4. Standardizing data — such as the names of items on its menu — is key to success, according to Applebee's Harkness. "It allows you to do more. We tried to allow flexibility for our franchise partners, incorporating data the way they did it," but that negatively affected performance, he explains.

Ensure fast accessibility; consider a data warehouse or hub. A BI tool is most effective when it accesses data quickly. Often BI tools are deployed in conjunction with a data warehouse so the tool doesn't have to seek out required data from separate systems in different formats. Feeding data into one central data warehouse also ensures a single version of the truth.

Peabody Hotel Group organizes its data into pods or subsets of the data warehouse, applicable to each user area. "For the rooms person, they could take rooms department activity and slice it up into dimensions — just revenue info, or rooms payroll info, or rooms expense info," says Warren Winslow, corporate controller with Peabody. Hubs make it easier to quickly provide the data dimensions individual users need.

Corporate users, particularly analysts, are more likely to require ad hoc reporting and access to data across functions, while field users likely need standardized views and deep drill-down in pre-set dimensions.

* _What the exercise asks_
In the passage on business intelligence tools, how does Peabody Hotel Group organize its data?

* _Data to examine_
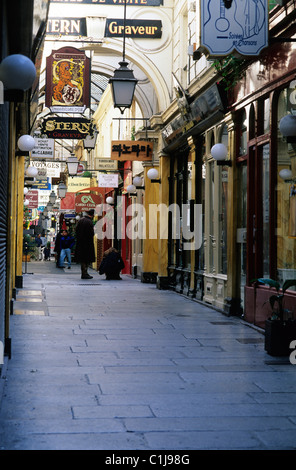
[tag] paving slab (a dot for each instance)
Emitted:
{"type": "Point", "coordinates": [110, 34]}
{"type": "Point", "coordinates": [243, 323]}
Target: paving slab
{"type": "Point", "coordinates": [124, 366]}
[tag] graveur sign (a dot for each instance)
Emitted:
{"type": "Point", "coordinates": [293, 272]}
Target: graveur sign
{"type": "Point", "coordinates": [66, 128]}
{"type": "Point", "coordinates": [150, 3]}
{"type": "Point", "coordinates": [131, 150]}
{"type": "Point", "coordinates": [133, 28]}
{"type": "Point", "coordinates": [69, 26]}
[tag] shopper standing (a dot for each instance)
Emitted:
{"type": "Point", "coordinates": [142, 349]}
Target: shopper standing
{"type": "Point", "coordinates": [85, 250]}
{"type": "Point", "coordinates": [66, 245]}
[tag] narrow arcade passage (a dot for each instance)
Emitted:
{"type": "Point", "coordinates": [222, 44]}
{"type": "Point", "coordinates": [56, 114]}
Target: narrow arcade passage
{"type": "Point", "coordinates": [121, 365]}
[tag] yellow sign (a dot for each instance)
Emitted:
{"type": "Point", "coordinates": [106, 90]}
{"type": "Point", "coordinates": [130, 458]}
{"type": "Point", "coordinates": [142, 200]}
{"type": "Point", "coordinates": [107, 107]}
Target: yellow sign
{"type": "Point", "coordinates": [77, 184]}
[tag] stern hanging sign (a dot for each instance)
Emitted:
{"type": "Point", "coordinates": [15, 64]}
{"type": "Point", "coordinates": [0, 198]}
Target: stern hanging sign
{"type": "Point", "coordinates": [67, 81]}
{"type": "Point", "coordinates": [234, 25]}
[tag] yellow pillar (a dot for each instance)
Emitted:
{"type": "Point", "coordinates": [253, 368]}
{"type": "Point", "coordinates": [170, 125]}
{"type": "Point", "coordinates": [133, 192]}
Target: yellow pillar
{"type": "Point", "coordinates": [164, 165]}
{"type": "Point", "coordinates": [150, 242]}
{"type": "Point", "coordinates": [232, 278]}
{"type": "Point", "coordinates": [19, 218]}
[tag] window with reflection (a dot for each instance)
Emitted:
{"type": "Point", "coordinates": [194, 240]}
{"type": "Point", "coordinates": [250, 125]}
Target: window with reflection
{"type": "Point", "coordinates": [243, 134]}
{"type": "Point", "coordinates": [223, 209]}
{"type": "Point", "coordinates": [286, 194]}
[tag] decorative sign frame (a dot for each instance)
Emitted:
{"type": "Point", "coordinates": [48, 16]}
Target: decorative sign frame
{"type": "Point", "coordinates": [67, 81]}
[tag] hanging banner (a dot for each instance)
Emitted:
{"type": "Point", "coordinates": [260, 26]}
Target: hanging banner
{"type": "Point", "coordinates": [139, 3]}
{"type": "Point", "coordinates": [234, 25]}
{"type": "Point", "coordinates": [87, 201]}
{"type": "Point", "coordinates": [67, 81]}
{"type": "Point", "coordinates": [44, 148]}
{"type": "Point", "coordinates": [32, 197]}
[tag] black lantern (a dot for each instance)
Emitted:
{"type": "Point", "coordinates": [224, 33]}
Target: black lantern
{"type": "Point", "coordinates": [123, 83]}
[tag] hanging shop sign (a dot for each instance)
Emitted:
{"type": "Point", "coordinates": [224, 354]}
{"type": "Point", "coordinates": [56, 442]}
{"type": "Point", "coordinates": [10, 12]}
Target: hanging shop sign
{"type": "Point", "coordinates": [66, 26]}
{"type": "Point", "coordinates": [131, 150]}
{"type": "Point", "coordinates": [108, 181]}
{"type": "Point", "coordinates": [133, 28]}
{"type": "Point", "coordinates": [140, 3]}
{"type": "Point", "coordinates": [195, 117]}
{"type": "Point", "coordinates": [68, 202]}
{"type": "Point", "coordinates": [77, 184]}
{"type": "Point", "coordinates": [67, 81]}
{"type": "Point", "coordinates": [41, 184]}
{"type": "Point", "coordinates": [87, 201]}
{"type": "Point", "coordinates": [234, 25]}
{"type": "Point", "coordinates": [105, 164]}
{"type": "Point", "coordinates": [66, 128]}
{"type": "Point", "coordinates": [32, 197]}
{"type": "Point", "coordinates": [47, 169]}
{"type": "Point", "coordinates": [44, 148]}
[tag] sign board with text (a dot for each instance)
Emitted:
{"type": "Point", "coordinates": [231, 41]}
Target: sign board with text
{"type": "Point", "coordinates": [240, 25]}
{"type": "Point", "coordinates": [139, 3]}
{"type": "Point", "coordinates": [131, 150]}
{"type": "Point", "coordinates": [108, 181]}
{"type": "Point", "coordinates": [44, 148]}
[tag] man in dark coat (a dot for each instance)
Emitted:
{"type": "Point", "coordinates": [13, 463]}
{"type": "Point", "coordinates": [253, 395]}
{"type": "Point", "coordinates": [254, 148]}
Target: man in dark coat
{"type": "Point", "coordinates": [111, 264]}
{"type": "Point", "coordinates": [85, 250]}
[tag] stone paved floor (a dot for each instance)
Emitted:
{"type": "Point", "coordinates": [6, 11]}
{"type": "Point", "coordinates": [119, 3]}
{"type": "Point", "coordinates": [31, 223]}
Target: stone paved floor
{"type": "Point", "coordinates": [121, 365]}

* _Answer area_
It organizes its data into pods, or subsets of the data warehouse, applicable to each user area.